What is needed: Exactly reproduce each entry, leaving out nothing.

Data shown:
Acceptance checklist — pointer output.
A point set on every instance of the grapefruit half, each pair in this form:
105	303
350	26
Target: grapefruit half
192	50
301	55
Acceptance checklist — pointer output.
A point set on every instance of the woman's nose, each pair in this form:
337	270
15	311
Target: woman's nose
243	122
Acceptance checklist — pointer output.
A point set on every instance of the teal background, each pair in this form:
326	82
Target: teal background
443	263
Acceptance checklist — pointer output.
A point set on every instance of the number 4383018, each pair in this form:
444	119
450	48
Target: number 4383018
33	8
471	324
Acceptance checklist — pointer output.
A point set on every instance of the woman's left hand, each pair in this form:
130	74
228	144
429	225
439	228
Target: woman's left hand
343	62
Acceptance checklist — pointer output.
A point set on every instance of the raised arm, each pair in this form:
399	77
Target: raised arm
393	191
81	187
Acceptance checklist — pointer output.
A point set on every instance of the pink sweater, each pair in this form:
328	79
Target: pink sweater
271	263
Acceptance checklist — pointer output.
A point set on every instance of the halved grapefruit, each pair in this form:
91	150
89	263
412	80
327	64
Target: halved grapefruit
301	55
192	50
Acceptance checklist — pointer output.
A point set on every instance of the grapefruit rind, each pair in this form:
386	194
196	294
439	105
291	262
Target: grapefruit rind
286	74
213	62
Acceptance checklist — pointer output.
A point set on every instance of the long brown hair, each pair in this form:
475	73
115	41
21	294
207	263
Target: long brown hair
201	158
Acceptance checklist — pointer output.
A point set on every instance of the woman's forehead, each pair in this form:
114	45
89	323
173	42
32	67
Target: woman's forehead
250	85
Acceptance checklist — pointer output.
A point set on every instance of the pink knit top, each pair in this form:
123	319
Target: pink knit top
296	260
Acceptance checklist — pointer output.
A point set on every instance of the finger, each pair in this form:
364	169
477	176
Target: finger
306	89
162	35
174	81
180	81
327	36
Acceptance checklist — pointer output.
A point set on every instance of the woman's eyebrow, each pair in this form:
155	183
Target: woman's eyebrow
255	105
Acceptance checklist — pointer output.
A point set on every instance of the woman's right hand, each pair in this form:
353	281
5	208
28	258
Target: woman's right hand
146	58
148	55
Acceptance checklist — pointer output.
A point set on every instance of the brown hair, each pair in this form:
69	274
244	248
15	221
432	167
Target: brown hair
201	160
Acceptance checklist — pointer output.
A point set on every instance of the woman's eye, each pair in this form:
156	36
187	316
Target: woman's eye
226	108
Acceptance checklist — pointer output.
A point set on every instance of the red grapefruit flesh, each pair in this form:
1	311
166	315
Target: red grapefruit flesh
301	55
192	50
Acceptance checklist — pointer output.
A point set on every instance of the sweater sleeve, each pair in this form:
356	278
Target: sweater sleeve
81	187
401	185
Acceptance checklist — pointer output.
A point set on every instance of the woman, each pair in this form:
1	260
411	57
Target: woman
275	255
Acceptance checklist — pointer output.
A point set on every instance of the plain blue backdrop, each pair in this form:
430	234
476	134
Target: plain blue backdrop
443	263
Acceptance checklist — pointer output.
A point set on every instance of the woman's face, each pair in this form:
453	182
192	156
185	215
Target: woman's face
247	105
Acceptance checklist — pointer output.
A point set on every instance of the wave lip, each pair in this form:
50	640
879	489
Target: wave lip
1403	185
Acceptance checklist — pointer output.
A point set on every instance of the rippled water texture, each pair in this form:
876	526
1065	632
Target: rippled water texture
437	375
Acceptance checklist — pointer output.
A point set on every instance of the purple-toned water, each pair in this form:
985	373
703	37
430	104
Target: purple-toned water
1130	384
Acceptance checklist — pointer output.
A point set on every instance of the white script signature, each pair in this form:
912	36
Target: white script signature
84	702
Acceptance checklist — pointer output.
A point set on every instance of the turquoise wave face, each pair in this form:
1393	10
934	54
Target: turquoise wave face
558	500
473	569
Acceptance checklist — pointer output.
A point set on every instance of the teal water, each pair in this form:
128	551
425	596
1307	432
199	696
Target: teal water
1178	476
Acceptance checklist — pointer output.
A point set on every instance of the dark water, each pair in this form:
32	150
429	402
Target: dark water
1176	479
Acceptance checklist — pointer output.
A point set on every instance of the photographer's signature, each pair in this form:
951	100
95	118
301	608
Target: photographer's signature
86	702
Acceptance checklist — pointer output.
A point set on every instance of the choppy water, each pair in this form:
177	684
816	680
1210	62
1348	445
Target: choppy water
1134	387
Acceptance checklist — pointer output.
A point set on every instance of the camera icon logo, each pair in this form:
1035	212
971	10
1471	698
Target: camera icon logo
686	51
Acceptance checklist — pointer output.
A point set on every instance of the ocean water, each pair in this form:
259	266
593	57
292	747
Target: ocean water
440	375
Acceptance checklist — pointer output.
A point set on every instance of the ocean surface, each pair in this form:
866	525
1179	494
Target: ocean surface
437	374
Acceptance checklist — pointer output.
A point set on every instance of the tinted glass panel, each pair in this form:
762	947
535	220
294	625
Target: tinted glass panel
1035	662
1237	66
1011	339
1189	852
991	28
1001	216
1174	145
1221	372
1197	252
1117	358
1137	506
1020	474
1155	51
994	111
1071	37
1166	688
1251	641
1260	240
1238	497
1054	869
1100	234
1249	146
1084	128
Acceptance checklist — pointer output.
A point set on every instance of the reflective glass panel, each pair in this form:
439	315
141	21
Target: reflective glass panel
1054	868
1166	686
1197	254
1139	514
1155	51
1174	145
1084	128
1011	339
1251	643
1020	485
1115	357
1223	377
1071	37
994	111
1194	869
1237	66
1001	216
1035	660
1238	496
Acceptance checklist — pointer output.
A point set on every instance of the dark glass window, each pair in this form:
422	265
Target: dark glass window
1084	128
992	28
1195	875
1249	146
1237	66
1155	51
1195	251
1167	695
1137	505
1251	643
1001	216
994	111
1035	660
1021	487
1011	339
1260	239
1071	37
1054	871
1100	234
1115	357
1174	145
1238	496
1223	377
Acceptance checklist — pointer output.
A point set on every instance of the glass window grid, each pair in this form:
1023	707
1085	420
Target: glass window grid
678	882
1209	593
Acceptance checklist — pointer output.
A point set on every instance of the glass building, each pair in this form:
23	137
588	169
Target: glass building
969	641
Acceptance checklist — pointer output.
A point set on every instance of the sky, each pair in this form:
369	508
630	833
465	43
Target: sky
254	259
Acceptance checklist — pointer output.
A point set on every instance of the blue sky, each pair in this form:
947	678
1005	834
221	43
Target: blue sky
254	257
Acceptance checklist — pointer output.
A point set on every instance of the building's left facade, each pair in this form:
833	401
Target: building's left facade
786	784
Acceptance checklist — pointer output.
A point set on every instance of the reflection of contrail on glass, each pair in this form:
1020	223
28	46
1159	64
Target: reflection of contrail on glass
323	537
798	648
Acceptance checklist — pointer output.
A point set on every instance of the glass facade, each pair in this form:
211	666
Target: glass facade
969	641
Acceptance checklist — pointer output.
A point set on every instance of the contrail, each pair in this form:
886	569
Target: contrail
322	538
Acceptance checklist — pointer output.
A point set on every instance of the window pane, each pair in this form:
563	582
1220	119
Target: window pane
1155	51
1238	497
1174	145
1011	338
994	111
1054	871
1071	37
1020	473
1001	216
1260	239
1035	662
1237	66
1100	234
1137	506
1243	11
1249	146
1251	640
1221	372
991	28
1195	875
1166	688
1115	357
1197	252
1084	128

Exercise result:
Acceptance checklist — pointer output.
A point set on every instance of the grapefruit half, each pair in this form:
105	303
350	26
Target: grapefruit half
192	50
301	55
Acceptance checklist — pointer output.
A point set on every instance of the woman's nose, each pair in this form:
337	270
15	311
Target: woman's nose
243	122
Acceptance checklist — pointer output.
A point set on every instance of the teal background, each pair in this form:
326	82
Target: teal background
443	263
Acceptance checklist — pointer output.
A point set on every instance of the number 4383018, each pair in this form:
444	119
450	48
Target: number 4383018
33	8
471	324
Acceptance checklist — pointer output.
A point set on every instance of the woman's left hand, each pair in this form:
130	74
228	144
429	225
439	228
Target: woman's left hand
343	62
Acceptance checklist — pointer output.
A point set on every instance of the raised arm, each pair in this form:
399	77
Target: raised arm
393	191
81	187
Acceptance checklist — pointer output.
A point set on every instance of the pink sweater, each pair in this form:
328	79
Target: pink sweater
271	263
Acceptance checklist — pointer output.
A point set on every instance of the halved grapefruit, each pair in this form:
91	150
89	263
412	80
327	64
Target: halved grapefruit
301	55
192	50
Acceptance checklist — pointer output.
A point set on every instance of the grapefruit rind, each pair in this form:
386	194
196	294
439	105
291	262
Target: grapefruit rind
286	74
213	62
Acceptance checklist — pointer output.
A point set on every instance of the long brown hair, each pair in this form:
475	73
115	41
21	294
207	263
Target: long brown hair
201	158
Acceptance checklist — pointer output.
A point set on every instance of the woman's forehead, each pair in this form:
114	45
89	323
173	42
32	67
Target: woman's forehead
250	85
Acceptance checklist — pointer output.
A point set on every instance of the pink knit top, each pair in this form:
123	319
Target: pink knit top
296	260
Acceptance checklist — pointer output.
A point set on every instance of the finger, each pair in this form:
364	169
477	176
Target: finger
306	89
162	35
174	81
180	81
327	36
Acceptance checklist — pointer output.
A point set on every instance of the woman's eyebrow, each pair in this form:
155	183
Target: woman's eyebrow
255	105
Acceptance checklist — pointer output.
A point set on every instance of the woman's right hand, each pair in this form:
353	281
5	208
28	258
Target: woman's right hand
146	58
148	55
Acceptance checklist — pointer output.
A point set on every instance of the brown hair, each pair in this form:
69	274
244	248
15	221
432	167
Target: brown hair
201	160
Acceptance checklist — pointer output.
A point set on every instance of the woman's eye, each pair in this form:
156	36
187	316
Target: woman's eye
226	108
Acceptance checklist — pointer output.
A point set on every instance of the red grapefruit flesh, each pair in this form:
1	311
166	315
Target: red grapefruit flesh
301	55
192	50
Acceptance checklist — pointer output.
A point set on every instance of the sweater sleeve, each pair in this form:
356	278
Target: sweater sleeve
81	187
401	185
Acceptance checklist — pointer output.
A point set on every instance of the woman, each pair in this form:
1	260
411	57
Target: woman
275	255
Acceptance checklist — pointer output.
A point set on every instance of the plain blue backdrop, each pair in this form:
430	234
476	134
Target: plain blue backdrop
443	263
Acceptance checklist — pointer output.
A point set on every instance of the woman's face, each pair in this form:
453	182
192	156
185	215
Target: woman's face
247	105
Acceptance checklist — pointer output.
A point set on every instance of the wave lip, each pair in this form:
50	640
879	489
Target: wave lip
1403	185
Acceptance checklist — pointer output.
A point set on every instance of the rippled water texture, each pair in this form:
876	526
1065	632
Target: rippled water texture
437	375
Acceptance checklist — pointer output.
A point set on every instance of the purple-toned water, each pair in this form:
985	373
703	37
430	104
Target: purple-toned water
1130	384
Acceptance checklist — pointer output.
A point set on every instance of the white script signature, each pair in this form:
912	36
Target: white script signature
84	702
Acceptance checklist — pointer output.
A point set on every instance of the turquoise wave face, each pair in this form:
1393	10
934	54
Target: turquoise wave face
558	500
473	569
Acceptance checklist — pointer output.
A point set on every instance of the teal water, each pair in this form:
128	551
425	596
1307	432
199	696
Target: teal water
1178	476
Acceptance checklist — pointer output.
A point set on every instance of the dark water, each pair in this form:
32	150
429	402
Target: dark water
1176	479
Acceptance checklist — pointer output.
A point set on every instance of the photographer's signature, each pair in this form:
951	100
95	118
301	608
Target: photographer's signature
86	702
Acceptance checklist — pointer output.
A point set on every instance of the choppy water, each pair in this form:
177	684
816	680
1210	62
1348	445
Target: choppy water
1134	387
Acceptance checklist — pointer output.
A point set on every instance of the camera icon logo, each pair in this form:
1035	212
971	10
1471	698
Target: camera icon logo
686	51
Acceptance checklist — pointer output.
A point set on every instance of the ocean water, each pair in this form:
259	266
593	57
292	747
Target: ocean water
440	375
Acceptance checklist — pointer output.
A point set on every instance of the ocean surface, each pair in this form:
866	525
1179	494
Target: ocean surface
437	374
Acceptance checklist — pointer output.
A point set on every instance of the tinted glass panel, each pair in this form:
762	947
535	220
294	625
Target: tinted glass panel
1035	662
1237	66
1011	339
1189	852
991	28
1001	216
1174	145
1221	372
1197	252
1117	358
1137	506
1020	474
1155	51
994	111
1071	37
1166	688
1251	641
1260	240
1238	497
1054	869
1100	234
1249	146
1084	128
Acceptance checklist — pointer output.
A point set on every instance of the reflective glass panel, each pair in this form:
439	315
141	21
Target: reflective glass panel
1054	868
1166	686
1197	254
1139	514
1155	51
1174	145
1084	128
1011	339
1251	643
1020	485
1115	357
1223	377
1071	37
994	111
1194	869
1237	66
1001	216
1035	660
1238	496
Acceptance checklist — pointer output.
A point set on every instance of the dark glass window, each pair in this form:
422	265
Target: dark glass window
1084	128
992	28
1195	875
1249	146
1237	66
1155	51
1195	251
1167	695
1137	505
1251	643
1001	216
994	111
1035	660
1021	487
1011	339
1260	239
1071	37
1054	871
1100	234
1115	357
1174	145
1238	496
1223	377
Acceptance checklist — pointer output.
A point set on every instance of the glass window grid, each pair in this form:
1023	707
1085	420
Target: glass window grid
678	882
1209	593
Acceptance checklist — pointer output.
A point set on every instance of the glass building, each pair in this form:
23	137
588	169
Target: glass building
969	641
Acceptance checklist — pointer output.
A point set on every instance of the sky, each pair in this form:
369	508
630	833
465	43
Target: sky
254	259
Acceptance checklist — pointer output.
A point set on every instance of the blue sky, each pair in this form:
947	678
1005	834
221	43
Target: blue sky
254	257
Acceptance checklist — pointer output.
A point set on every instance of the building's left facade, each pair in this form:
833	401
Target: building's left facade
786	784
Acceptance checklist — pointer output.
A point set on every instance of the reflection of contrail on glass, each pair in this form:
1020	223
28	46
1159	64
Target: reflection of contrail on glass
323	537
798	648
Acceptance checklist — pointer output.
A point set on every instance of the glass facade, each pair in this form:
211	666
Target: glass facade
969	641
Acceptance checklist — pointer output.
A point set on every instance of the contrail, each pair in this form:
886	569
Target: contrail
322	538
Acceptance checklist — pointer output.
A point set on every instance of the window pane, each pair in this form:
563	582
1220	119
Target: window pane
1155	51
1238	497
1174	145
1011	338
994	111
1054	871
1071	37
1020	473
1001	216
1260	239
1035	662
1237	66
1100	234
1137	506
1243	11
1249	146
1251	640
1221	372
991	28
1195	875
1166	688
1115	357
1197	252
1084	128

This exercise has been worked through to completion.